Exercise 1
According to the passage below on the Tuesday Night Marathon, in what year did the tournament begin?
Exercise 2
Decide whether each statement agrees with the passage below about the Tuesday Night Marathon: (a) The original tournament consisted of 12 rounds, with one game played each week. (b) Conway carried two guns. (c) Conway always wore a gray suit.

Excerpted passage
Traditionally held at the Mechanics’ Institute (MI) in downtown San Francisco, the Tuesday Night Marathon is one of the longest running weekly tournament in the United States. Begun in 1972 by former MI chess room director Ray Conway as the worldwide popularity of chess exploded – Fischer vs. Spassky, anyone? – the TNM was indeed a marathon: 12 rounds, one game per week, complete with adjournments and sealed-move envelopes. 

Conway was truly a character. A cross between W.C. Fields and Fred Flintstone, he always wore a black suit and carried a huge cigar. The late master Steve Brandwein once gave Conway the nickname “two-gun” -- though this was not completely accurate: Conway only carried one gun, and he used a shoulder holster like a detective in some TV show from that era.

Data provided
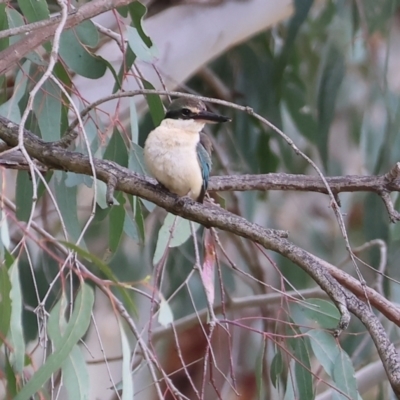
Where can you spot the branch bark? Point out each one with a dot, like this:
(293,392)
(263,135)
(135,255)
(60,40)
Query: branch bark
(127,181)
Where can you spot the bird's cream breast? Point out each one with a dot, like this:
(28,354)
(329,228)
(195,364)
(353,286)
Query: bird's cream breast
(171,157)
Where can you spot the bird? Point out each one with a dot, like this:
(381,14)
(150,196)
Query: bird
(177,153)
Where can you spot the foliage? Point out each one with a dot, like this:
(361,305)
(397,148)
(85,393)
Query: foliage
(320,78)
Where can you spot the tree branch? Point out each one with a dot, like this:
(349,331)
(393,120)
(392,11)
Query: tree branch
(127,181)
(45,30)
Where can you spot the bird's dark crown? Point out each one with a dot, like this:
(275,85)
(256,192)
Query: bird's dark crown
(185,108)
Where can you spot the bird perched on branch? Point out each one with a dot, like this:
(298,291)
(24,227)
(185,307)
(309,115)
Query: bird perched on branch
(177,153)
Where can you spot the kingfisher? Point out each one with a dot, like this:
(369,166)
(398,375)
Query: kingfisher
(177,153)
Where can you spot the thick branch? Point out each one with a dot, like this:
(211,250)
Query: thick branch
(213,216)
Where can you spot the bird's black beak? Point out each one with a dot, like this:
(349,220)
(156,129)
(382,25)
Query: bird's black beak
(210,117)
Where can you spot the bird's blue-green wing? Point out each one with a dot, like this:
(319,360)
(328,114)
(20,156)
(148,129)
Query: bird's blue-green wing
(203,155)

--

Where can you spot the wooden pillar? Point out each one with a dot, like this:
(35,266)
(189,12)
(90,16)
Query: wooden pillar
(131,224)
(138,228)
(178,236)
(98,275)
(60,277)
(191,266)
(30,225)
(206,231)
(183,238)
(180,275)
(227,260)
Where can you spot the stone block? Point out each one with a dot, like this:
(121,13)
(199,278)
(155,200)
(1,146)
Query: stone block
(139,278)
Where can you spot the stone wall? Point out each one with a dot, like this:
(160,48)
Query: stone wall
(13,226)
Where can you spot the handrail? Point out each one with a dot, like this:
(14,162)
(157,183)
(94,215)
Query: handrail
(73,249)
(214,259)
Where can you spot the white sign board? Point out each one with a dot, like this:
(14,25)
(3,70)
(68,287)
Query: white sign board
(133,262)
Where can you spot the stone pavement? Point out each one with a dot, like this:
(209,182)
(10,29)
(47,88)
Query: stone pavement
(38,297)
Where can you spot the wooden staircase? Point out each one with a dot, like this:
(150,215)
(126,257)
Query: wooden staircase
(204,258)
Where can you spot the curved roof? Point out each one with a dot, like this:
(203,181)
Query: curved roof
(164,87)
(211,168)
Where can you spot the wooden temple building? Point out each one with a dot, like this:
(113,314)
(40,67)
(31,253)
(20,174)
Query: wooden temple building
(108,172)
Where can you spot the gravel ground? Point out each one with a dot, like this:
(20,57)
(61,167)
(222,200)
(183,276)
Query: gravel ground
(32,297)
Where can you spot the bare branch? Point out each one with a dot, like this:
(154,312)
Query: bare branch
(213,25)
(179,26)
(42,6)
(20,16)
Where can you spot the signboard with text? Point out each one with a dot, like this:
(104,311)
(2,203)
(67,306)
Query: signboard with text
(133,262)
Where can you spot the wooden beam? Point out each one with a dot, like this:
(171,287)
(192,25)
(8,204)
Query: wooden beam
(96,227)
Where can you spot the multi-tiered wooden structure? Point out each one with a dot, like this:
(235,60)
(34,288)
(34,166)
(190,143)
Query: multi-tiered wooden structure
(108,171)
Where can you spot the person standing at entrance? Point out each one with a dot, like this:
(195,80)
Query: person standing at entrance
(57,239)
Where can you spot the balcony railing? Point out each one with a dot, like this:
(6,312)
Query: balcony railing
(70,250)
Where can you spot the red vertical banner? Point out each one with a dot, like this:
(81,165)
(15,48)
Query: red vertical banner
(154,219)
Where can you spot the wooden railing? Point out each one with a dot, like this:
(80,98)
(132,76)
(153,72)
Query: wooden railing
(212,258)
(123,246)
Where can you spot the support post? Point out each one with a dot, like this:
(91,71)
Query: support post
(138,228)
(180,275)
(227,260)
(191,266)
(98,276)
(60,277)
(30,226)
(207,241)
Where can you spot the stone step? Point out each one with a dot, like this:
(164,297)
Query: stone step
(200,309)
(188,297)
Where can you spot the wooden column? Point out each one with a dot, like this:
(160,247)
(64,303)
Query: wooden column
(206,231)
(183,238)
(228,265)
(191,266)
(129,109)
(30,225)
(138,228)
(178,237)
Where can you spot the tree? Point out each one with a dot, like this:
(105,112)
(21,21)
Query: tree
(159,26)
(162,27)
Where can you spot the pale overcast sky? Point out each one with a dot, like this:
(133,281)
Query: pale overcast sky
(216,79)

Correct answer 1
1972

Correct answer 2
(a) Yes: "12 rounds, one game per week"
(b) No: "Conway only carried one gun"
(c) No: "he always wore a black suit"